Data drawn from a collection:
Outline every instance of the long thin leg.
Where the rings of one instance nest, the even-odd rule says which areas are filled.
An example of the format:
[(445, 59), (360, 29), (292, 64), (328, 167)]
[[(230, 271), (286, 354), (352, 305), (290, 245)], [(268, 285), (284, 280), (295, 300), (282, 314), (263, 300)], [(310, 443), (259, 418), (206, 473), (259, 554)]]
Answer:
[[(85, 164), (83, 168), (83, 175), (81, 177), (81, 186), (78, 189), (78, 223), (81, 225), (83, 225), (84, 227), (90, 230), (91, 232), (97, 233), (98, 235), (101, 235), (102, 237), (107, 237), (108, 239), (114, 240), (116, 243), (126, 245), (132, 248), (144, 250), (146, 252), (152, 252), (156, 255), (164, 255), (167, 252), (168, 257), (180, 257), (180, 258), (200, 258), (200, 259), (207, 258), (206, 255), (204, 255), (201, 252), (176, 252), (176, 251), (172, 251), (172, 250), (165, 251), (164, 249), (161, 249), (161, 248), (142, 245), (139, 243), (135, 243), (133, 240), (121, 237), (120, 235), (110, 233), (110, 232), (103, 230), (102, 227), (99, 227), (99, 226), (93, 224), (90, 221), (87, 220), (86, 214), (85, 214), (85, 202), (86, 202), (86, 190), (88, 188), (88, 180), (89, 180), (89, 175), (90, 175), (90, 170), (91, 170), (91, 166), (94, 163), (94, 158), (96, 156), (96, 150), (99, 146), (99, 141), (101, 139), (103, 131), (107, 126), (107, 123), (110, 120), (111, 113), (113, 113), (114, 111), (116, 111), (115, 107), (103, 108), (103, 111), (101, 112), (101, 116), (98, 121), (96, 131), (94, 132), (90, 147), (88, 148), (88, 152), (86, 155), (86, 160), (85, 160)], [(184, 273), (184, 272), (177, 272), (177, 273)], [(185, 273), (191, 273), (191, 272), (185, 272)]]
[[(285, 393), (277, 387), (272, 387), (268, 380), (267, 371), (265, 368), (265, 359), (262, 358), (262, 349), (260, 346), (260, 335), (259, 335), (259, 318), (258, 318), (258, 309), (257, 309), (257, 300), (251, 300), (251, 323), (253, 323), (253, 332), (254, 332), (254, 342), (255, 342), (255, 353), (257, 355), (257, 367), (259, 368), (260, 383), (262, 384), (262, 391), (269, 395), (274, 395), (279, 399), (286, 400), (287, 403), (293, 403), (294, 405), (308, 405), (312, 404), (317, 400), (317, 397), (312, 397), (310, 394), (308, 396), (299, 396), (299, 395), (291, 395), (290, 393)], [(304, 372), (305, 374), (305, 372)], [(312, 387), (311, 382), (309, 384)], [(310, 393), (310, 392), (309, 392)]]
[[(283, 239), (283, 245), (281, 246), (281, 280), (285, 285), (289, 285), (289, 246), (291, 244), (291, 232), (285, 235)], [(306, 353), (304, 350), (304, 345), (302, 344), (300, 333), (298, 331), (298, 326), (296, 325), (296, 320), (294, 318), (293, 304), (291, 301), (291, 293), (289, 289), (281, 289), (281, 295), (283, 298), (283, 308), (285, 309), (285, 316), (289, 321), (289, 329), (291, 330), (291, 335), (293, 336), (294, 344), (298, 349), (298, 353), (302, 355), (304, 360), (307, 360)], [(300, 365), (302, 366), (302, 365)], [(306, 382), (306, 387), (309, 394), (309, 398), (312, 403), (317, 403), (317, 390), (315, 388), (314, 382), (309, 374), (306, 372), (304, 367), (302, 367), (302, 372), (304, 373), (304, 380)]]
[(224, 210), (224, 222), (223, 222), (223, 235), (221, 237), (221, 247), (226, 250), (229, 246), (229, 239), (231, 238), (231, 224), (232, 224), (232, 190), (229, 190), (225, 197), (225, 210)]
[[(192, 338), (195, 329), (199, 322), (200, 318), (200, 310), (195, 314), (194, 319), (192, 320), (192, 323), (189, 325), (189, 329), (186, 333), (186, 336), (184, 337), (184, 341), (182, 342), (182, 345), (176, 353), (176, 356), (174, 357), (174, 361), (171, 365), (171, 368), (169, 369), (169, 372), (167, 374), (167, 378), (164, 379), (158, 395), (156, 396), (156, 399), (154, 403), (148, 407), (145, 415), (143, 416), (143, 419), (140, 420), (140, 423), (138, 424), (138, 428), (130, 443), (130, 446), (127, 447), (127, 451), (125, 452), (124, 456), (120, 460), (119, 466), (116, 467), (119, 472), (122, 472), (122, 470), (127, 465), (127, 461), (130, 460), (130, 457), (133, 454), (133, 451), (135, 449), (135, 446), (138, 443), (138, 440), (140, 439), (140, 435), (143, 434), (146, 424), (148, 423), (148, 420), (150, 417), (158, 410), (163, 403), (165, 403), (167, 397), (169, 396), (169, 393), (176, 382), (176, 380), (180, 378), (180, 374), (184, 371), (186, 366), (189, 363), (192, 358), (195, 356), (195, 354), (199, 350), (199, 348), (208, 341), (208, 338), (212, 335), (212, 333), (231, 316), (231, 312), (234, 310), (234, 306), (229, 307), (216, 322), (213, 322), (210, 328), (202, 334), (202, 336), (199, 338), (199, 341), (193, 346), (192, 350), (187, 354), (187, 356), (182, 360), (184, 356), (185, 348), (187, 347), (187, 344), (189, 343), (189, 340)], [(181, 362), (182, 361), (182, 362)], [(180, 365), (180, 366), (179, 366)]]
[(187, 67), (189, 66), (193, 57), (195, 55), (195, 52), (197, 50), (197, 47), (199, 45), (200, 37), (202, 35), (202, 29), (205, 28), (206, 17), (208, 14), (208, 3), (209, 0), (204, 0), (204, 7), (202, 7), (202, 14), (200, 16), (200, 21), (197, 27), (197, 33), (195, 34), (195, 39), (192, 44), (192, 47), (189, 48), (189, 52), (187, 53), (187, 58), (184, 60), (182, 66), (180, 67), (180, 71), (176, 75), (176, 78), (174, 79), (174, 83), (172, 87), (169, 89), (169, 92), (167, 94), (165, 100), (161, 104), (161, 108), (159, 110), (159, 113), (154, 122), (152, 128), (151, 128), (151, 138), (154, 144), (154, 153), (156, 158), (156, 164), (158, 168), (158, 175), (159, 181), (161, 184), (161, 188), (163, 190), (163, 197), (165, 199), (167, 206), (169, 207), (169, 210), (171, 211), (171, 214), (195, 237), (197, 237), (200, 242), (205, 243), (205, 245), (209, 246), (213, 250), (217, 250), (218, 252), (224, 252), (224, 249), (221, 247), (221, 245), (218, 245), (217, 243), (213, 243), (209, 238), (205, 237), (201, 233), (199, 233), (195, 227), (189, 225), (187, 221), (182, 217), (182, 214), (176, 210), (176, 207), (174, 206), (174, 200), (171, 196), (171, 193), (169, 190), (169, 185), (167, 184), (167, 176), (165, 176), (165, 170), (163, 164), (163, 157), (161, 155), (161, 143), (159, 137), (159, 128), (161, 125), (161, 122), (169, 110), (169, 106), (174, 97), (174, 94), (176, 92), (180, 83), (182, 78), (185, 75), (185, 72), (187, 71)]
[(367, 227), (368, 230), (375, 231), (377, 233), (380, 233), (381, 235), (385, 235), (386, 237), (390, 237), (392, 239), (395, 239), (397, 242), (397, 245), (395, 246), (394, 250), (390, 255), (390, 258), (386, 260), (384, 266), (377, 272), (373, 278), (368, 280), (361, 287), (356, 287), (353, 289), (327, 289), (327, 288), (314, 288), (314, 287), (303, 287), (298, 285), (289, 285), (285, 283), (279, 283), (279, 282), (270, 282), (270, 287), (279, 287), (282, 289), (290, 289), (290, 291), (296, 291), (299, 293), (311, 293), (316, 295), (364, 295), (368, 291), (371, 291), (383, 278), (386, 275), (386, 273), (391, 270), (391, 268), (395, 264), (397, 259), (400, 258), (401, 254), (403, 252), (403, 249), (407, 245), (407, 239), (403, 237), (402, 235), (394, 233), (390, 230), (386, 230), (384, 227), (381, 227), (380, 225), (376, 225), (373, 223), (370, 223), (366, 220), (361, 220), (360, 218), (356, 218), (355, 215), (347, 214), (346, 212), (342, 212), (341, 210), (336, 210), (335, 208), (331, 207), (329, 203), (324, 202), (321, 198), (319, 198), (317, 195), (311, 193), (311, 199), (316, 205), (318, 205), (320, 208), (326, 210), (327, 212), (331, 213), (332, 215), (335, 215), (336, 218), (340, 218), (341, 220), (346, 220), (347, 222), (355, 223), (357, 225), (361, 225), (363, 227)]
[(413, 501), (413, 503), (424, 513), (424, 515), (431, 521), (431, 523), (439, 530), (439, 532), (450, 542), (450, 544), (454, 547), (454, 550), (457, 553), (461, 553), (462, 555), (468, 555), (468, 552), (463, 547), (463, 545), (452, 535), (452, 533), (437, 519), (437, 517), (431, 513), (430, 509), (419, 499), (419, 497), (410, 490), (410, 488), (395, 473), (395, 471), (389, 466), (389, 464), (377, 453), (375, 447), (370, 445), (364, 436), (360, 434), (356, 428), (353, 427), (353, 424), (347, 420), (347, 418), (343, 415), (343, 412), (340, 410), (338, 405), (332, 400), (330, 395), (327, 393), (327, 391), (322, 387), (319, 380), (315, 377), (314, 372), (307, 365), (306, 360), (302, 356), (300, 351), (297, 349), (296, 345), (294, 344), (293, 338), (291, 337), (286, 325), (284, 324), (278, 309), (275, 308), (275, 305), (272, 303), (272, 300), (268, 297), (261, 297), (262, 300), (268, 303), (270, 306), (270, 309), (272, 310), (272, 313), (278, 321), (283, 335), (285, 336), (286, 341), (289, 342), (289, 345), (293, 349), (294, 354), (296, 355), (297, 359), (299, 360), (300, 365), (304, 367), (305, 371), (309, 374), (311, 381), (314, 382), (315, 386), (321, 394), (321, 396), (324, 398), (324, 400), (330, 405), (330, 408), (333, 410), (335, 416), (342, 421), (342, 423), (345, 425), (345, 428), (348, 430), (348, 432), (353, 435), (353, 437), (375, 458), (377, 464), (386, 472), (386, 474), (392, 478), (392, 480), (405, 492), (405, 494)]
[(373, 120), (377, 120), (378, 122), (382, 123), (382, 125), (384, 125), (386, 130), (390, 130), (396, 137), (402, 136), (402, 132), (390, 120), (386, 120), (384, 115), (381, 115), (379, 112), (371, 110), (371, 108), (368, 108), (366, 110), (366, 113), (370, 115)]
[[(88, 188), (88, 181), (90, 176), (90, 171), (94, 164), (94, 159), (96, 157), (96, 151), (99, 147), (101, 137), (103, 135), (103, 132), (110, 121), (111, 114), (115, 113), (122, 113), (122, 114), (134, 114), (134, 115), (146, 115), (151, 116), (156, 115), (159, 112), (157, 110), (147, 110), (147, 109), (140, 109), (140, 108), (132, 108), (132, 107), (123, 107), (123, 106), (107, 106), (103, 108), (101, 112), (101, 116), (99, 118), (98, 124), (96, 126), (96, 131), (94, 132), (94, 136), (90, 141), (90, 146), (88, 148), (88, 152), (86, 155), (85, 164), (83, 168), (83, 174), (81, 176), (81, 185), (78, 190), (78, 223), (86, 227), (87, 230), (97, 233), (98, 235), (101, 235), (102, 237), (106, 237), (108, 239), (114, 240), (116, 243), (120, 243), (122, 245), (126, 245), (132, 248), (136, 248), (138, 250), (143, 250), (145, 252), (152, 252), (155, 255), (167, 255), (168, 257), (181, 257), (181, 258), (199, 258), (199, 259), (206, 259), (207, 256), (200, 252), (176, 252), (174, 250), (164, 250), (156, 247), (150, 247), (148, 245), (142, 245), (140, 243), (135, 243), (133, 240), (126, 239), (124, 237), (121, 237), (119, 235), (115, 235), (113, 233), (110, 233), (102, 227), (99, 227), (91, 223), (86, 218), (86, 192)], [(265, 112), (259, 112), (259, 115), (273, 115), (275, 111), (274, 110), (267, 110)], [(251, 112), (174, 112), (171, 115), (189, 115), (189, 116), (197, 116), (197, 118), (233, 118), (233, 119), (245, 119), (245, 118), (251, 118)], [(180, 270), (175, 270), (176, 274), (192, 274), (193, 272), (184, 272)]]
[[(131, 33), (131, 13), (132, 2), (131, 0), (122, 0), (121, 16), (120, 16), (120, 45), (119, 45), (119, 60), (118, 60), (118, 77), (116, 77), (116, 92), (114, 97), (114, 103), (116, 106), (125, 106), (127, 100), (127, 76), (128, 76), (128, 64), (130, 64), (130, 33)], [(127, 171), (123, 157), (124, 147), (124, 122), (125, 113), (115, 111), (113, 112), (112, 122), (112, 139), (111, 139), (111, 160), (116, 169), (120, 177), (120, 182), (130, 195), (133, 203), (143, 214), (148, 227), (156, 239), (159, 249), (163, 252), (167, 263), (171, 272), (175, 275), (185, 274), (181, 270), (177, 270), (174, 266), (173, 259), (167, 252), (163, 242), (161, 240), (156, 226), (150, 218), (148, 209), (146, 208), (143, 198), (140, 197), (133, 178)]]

• [Exercise description]: Express the lines above, from the first one through the line containing "[(445, 59), (360, 29), (292, 64), (328, 167)]", as a Markdown table with a Row column for the row number and a Text column for the line. Leave out any blank lines.

• [Exercise result]:
| Row | Text |
|---|---|
| 1 | Outline every instance of the long thin leg. |
| 2 | Where the rings of one instance nest, the even-odd rule says which areas are filled. |
| 3 | An example of the format: |
| 4 | [(445, 59), (360, 29), (292, 64), (328, 167)] |